**WHAT YOU NEED TO DO:**
In the records below, quote everything from the line containing "Each instance of the blurred" down to the end of the records, word for word. Leave the pictures out of your answer.

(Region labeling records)
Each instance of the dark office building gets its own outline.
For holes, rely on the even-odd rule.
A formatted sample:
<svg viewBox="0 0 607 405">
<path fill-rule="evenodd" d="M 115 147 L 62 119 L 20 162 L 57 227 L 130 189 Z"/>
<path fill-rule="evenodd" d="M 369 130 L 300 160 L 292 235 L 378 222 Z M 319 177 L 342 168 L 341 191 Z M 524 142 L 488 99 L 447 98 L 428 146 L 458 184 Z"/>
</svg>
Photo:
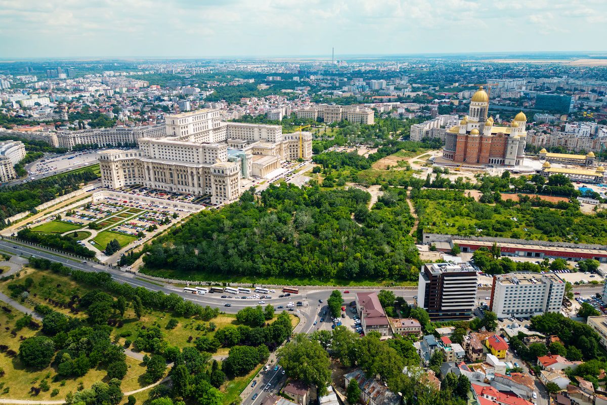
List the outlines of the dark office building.
<svg viewBox="0 0 607 405">
<path fill-rule="evenodd" d="M 568 95 L 538 94 L 535 98 L 535 109 L 568 114 L 573 109 L 573 103 L 571 97 Z"/>
<path fill-rule="evenodd" d="M 424 264 L 419 272 L 417 304 L 433 320 L 462 319 L 472 315 L 478 276 L 466 264 Z"/>
</svg>

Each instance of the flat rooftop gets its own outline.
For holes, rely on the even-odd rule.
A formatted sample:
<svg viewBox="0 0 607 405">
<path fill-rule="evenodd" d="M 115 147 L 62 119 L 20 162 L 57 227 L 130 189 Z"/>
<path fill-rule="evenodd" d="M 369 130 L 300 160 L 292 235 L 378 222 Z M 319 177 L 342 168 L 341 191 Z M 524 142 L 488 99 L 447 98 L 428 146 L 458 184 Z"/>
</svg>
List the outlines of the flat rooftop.
<svg viewBox="0 0 607 405">
<path fill-rule="evenodd" d="M 441 273 L 461 273 L 472 271 L 476 274 L 476 271 L 472 266 L 465 263 L 453 264 L 451 263 L 428 263 L 424 265 L 426 268 L 429 269 L 432 274 L 438 274 Z"/>
<path fill-rule="evenodd" d="M 544 279 L 544 277 L 546 277 Z M 555 283 L 562 283 L 563 280 L 560 279 L 556 273 L 510 273 L 507 274 L 500 274 L 495 276 L 495 279 L 500 284 L 506 285 L 532 285 L 540 284 L 545 282 L 546 281 L 550 281 Z"/>
</svg>

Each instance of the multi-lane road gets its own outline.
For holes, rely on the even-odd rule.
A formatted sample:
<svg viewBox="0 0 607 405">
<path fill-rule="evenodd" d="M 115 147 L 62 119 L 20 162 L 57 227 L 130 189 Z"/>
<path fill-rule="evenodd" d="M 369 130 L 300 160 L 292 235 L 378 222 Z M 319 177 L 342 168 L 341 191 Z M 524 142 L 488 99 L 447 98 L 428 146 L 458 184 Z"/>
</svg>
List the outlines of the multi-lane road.
<svg viewBox="0 0 607 405">
<path fill-rule="evenodd" d="M 158 285 L 157 284 L 146 281 L 143 279 L 135 277 L 134 274 L 124 273 L 120 270 L 117 270 L 102 264 L 98 264 L 92 262 L 86 262 L 83 260 L 76 260 L 73 258 L 61 255 L 46 249 L 36 247 L 35 248 L 24 244 L 16 242 L 8 239 L 0 240 L 0 251 L 10 253 L 11 254 L 19 255 L 24 257 L 35 256 L 47 259 L 53 262 L 57 262 L 65 266 L 72 268 L 79 269 L 86 271 L 106 271 L 109 273 L 113 279 L 121 283 L 125 283 L 134 287 L 141 287 L 152 291 L 161 291 L 166 294 L 174 293 L 181 296 L 184 299 L 195 302 L 201 305 L 209 305 L 213 307 L 218 307 L 222 311 L 228 313 L 236 313 L 239 310 L 246 307 L 255 306 L 258 304 L 257 299 L 241 299 L 236 298 L 222 298 L 221 293 L 208 293 L 204 295 L 197 295 L 184 293 L 183 290 L 178 287 L 173 287 L 169 285 Z M 386 287 L 384 287 L 386 288 Z M 368 288 L 364 290 L 361 288 L 340 288 L 342 296 L 346 302 L 354 301 L 354 294 L 356 292 L 361 291 L 368 291 Z M 378 288 L 379 289 L 379 288 Z M 413 297 L 417 294 L 417 290 L 413 289 L 404 289 L 399 288 L 393 288 L 392 289 L 395 295 L 403 297 L 406 301 L 412 302 Z M 582 295 L 589 296 L 595 294 L 602 291 L 602 287 L 577 287 L 574 286 L 574 291 L 579 291 Z M 324 311 L 326 304 L 320 304 L 319 300 L 322 299 L 323 302 L 326 302 L 331 293 L 331 289 L 314 289 L 311 288 L 300 288 L 299 294 L 294 294 L 290 297 L 278 298 L 276 295 L 279 293 L 273 294 L 273 298 L 271 299 L 265 299 L 265 304 L 271 304 L 274 308 L 278 306 L 287 307 L 289 302 L 296 302 L 301 301 L 303 305 L 295 307 L 291 313 L 296 315 L 300 319 L 300 322 L 295 328 L 294 332 L 296 333 L 310 333 L 314 330 L 322 327 L 319 322 L 321 313 Z M 345 291 L 347 291 L 345 293 Z M 227 294 L 226 294 L 227 295 Z M 487 295 L 487 291 L 481 291 L 479 292 L 480 296 Z M 225 304 L 229 303 L 231 304 L 230 307 L 226 307 Z M 317 322 L 315 325 L 314 322 Z M 326 325 L 325 325 L 326 326 Z M 273 392 L 277 386 L 280 386 L 284 376 L 282 373 L 282 369 L 274 370 L 274 367 L 276 364 L 276 356 L 273 353 L 268 361 L 270 368 L 268 370 L 262 370 L 256 377 L 257 381 L 254 387 L 248 387 L 243 392 L 243 403 L 245 405 L 254 405 L 254 404 L 261 403 L 263 398 L 268 394 Z M 272 388 L 265 390 L 264 387 L 268 383 L 270 383 Z M 253 396 L 255 393 L 257 394 L 255 400 Z"/>
</svg>

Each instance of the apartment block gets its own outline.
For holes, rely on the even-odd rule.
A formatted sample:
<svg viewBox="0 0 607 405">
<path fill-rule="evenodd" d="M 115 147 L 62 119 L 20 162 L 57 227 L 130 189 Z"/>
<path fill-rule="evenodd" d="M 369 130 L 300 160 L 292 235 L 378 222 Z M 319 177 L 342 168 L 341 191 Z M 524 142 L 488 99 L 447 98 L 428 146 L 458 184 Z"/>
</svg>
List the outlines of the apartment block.
<svg viewBox="0 0 607 405">
<path fill-rule="evenodd" d="M 417 304 L 432 319 L 464 319 L 472 315 L 478 275 L 466 264 L 431 263 L 422 266 Z"/>
<path fill-rule="evenodd" d="M 498 318 L 558 312 L 565 283 L 554 273 L 518 272 L 493 276 L 491 310 Z"/>
<path fill-rule="evenodd" d="M 372 125 L 375 123 L 375 113 L 362 106 L 337 106 L 319 104 L 296 111 L 298 118 L 317 120 L 331 123 L 341 121 Z"/>
<path fill-rule="evenodd" d="M 445 140 L 445 134 L 451 127 L 457 125 L 457 115 L 437 115 L 436 118 L 411 126 L 411 140 L 421 141 L 424 138 L 438 138 Z"/>
</svg>

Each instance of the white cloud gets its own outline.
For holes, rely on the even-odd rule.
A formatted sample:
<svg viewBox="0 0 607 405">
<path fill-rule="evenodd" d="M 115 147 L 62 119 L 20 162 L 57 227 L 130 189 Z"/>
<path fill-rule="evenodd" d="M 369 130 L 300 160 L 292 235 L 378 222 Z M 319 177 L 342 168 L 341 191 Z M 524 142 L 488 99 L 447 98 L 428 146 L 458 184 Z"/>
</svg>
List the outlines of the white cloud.
<svg viewBox="0 0 607 405">
<path fill-rule="evenodd" d="M 0 55 L 603 50 L 606 16 L 604 0 L 0 0 Z"/>
</svg>

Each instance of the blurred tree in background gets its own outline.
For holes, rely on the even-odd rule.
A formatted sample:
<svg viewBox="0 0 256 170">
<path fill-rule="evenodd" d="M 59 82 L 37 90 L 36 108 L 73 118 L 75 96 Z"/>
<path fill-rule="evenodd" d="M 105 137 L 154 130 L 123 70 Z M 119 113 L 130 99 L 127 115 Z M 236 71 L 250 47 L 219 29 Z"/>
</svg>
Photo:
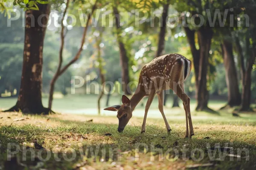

**TASK RESULT:**
Each instance of the blurred tree in background gets its own outline.
For holes, rely on the even-odd rule.
A formatted sample:
<svg viewBox="0 0 256 170">
<path fill-rule="evenodd" d="M 59 82 L 37 90 L 36 108 L 73 118 L 75 96 Z"/>
<path fill-rule="evenodd" d="M 105 137 L 154 130 L 123 70 Z M 119 113 L 130 99 L 127 115 Z M 236 71 L 250 47 L 219 29 Z"/>
</svg>
Photo:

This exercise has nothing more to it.